TEXTAUSZUG –
:::::
Buddhistische Literatur

Fast unüberschaubar ist die buddhistisch-lamaistische Übersetzungsliteratur, spielte doch Tibetisch bei den Mongolen die gleiche Rolle wie das Latein im Mittelalter. Obenan stehen das Ganjur und das Tanjur, die kanonischen Schriften des Lamaismus und Grundlagen der klassischen mongolischen Literatursprache.

Das Ganjur, 1717 bis 1720 entstanden, ist ein kanonischer Code des Buddhismus in 108 Bänden. Es enthält 1161 Werke von Schülern des Sakyamuni und wurde von 35 Mönchen aus dem Tibetischen ins Mongolische übersetzt.

Von 1742 bis 1749 übersetzten 200 Mönche das 226 Bände umfassende Tanjur. Es enthält 3400 buddhistische Arbeiten über Philologie, Logik, Philosophie, Medizin, Astrologie, Literatur und andere Wissensgebiete. Die beiden Kodizes umfassen zusammen 334 Bände, wobei jeder Band 500 Seiten hat und jede Seite 20 bis 80 cm lang ist. Für den Druck des Ganjur und des Tanjur wurden 300.000 hölzerne Druckstöcke benötigt.
:::::
ANWEISUNG A – Übertragen Sie den Satz „Für den Druck des Ganjur und des Tanjur wurden 300.000 hölzerne Druckstöcke benötigt.“ aus dem Textauszug ins Englische.
Die nachstehenden Einträge haben mit dem Textauszug nichts zu tun.

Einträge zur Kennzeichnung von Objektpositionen
:::::
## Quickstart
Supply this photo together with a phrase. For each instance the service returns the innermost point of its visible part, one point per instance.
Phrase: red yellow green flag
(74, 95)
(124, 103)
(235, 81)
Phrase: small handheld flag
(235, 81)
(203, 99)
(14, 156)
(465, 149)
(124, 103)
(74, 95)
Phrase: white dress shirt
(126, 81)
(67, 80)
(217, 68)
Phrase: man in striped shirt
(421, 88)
:::::
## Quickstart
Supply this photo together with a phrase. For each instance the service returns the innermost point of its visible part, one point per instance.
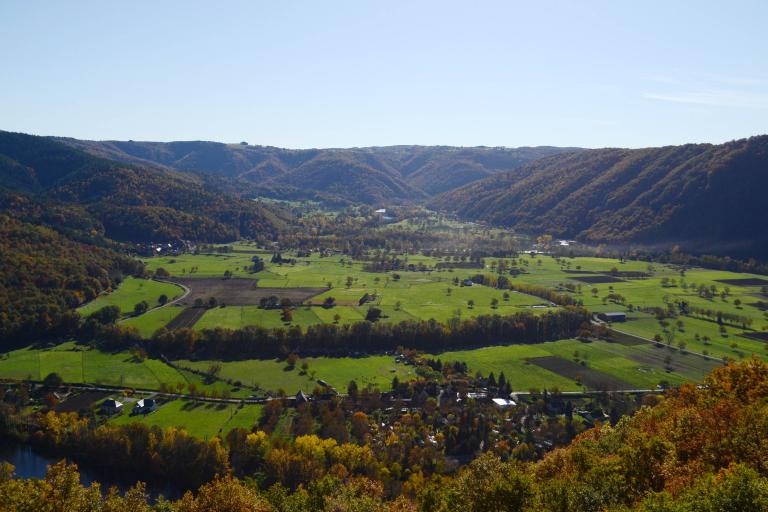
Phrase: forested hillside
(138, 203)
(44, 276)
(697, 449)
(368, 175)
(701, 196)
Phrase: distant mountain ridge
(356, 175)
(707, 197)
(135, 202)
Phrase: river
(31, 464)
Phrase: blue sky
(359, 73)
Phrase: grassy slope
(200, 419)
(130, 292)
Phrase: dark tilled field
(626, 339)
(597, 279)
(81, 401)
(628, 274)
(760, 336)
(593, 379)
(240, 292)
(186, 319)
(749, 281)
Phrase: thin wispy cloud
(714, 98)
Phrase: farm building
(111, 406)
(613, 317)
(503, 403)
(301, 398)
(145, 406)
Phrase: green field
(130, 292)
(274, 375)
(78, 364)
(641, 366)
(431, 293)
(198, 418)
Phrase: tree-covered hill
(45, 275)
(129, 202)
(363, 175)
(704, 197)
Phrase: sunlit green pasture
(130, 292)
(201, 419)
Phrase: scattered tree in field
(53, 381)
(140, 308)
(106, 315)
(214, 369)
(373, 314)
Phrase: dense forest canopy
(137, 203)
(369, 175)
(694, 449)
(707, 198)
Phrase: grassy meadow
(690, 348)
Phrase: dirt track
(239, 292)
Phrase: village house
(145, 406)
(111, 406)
:::::
ANWEISUNG B – Nennen Sie alle Zeilen der Einträge, in denen das Wort „green“ vorkommt.

RICHTIGE ANTWORT A – Printing the Ganjur and the Tanjur required 300,000 wooden printing blocks.

RICHTIGE ANTWORT B –
Phrase: red yellow green flag
Phrase: green field
Phrase: sunlit green pasture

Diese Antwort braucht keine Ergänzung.